What you will do:
Filter the records below for the word "grassy". Keep each line that has it.

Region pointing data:
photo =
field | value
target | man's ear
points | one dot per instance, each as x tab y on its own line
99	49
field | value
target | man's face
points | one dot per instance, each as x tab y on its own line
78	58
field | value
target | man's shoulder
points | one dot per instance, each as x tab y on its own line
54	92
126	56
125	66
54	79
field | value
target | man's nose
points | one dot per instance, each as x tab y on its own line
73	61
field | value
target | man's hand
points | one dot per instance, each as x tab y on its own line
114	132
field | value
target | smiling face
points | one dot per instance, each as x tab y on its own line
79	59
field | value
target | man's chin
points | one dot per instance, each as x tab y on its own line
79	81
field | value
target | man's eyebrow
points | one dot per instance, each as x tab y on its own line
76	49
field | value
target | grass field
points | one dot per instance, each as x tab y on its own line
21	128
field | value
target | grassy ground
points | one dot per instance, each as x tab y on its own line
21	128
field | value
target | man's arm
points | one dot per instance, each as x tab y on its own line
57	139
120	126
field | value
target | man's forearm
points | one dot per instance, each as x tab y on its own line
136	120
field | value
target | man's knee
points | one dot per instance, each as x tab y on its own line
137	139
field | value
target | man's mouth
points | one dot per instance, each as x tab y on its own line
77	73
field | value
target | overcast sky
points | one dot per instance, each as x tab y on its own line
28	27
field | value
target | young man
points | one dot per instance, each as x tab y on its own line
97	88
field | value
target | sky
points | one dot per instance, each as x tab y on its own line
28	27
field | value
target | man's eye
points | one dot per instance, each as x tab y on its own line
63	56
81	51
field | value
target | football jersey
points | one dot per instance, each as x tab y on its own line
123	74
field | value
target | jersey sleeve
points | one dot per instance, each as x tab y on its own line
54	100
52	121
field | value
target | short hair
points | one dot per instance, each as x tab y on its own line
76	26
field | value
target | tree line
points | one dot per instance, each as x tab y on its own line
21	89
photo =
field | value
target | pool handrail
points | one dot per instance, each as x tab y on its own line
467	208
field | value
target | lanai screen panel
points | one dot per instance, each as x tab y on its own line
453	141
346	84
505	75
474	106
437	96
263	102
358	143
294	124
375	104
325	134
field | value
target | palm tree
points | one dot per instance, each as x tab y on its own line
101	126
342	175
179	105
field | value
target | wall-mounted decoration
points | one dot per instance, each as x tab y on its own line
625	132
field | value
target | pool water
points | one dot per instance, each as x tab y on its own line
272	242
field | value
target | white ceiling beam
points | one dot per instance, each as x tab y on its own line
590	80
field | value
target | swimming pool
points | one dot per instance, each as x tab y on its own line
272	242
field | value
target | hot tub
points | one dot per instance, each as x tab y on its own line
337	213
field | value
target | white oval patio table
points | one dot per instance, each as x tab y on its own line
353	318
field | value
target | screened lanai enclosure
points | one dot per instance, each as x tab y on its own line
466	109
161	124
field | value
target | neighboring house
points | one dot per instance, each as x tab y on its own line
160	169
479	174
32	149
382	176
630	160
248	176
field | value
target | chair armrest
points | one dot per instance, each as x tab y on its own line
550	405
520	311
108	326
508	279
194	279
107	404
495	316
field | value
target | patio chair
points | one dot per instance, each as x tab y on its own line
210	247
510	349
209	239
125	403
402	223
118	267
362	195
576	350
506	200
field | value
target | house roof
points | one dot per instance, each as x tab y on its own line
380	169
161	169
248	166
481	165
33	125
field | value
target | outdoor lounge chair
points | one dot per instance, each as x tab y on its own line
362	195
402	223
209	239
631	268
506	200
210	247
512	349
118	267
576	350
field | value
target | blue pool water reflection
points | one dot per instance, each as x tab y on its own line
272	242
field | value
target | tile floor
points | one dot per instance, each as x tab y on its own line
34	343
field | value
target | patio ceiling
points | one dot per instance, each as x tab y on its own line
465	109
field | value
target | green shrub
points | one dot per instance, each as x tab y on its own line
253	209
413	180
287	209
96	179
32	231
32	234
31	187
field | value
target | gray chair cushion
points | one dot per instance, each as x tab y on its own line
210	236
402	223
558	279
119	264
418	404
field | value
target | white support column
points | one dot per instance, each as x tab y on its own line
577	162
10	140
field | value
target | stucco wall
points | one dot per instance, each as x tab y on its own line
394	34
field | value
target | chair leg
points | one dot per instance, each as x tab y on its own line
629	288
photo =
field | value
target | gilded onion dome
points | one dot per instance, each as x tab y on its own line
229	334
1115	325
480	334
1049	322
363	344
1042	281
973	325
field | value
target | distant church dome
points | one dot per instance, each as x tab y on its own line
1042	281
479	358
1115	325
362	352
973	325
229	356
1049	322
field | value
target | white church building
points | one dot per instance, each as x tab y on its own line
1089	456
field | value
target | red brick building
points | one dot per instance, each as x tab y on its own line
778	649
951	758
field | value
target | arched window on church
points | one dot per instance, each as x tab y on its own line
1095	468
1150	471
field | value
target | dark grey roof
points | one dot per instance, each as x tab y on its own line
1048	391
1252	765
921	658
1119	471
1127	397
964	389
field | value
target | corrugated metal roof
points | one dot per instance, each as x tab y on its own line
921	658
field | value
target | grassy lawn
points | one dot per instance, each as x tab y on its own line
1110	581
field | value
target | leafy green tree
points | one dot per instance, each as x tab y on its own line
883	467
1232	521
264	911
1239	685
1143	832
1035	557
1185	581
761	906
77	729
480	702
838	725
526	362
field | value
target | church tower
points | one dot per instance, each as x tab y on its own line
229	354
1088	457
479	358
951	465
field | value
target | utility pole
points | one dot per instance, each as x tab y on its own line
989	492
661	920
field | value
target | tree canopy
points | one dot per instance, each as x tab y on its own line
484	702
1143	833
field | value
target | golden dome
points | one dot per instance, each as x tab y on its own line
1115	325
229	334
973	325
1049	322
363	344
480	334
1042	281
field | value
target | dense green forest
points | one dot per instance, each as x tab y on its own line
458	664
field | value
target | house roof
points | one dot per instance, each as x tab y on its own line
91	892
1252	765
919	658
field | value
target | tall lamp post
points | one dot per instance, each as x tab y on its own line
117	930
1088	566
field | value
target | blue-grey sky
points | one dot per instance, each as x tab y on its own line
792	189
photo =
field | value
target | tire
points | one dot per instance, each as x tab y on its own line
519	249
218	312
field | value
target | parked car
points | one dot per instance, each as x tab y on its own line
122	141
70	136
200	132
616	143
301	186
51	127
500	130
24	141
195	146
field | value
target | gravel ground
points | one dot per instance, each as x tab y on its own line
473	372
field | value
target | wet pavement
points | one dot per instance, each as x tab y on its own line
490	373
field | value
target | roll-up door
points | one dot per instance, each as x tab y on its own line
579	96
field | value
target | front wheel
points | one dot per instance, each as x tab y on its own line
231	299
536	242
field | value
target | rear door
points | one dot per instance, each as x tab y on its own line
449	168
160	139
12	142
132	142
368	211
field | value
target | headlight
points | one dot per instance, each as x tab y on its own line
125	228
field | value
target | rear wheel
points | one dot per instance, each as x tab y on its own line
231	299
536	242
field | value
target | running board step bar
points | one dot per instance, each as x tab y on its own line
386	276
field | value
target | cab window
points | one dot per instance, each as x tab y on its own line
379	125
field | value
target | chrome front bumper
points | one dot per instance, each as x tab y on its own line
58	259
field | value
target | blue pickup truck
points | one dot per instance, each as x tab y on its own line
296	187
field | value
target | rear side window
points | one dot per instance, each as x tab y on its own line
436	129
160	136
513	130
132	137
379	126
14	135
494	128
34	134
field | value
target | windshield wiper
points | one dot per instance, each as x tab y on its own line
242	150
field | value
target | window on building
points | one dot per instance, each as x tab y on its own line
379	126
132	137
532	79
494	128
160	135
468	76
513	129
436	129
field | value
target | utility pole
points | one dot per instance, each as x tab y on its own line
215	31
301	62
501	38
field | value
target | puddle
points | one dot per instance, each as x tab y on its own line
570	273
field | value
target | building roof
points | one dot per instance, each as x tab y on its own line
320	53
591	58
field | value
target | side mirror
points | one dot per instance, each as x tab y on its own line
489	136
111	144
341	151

Solution to this task:
target | grassy ground
target | grassy lawn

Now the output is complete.